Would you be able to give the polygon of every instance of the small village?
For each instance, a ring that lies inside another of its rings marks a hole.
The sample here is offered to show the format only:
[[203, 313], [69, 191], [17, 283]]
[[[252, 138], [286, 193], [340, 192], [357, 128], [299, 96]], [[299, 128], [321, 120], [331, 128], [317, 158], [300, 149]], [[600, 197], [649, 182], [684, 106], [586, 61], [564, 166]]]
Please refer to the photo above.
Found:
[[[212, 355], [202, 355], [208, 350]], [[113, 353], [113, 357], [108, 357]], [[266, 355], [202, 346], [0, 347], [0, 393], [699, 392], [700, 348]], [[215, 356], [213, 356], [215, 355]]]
════════════════════
Rewrite the material above with "small village" changed to "fishing harbor" and nothing else altered.

[Result of the exercise]
Would you be able to give the polygon of every instance of the fishing harbor?
For each instance, a ring that lies inside another of its rings marks a hole.
The sample here is offered to show the format only:
[[203, 313], [69, 191], [17, 283]]
[[[252, 138], [286, 193], [340, 192], [357, 128], [299, 96]], [[299, 128], [321, 120], [331, 128], [317, 158], [300, 149]], [[600, 197], [649, 182], [684, 106], [586, 61], [564, 166]]]
Please refer to the photo above.
Found:
[[[212, 355], [202, 355], [208, 350]], [[113, 353], [113, 357], [108, 357]], [[266, 355], [202, 346], [0, 347], [0, 393], [699, 392], [700, 348]], [[215, 356], [213, 356], [215, 355]]]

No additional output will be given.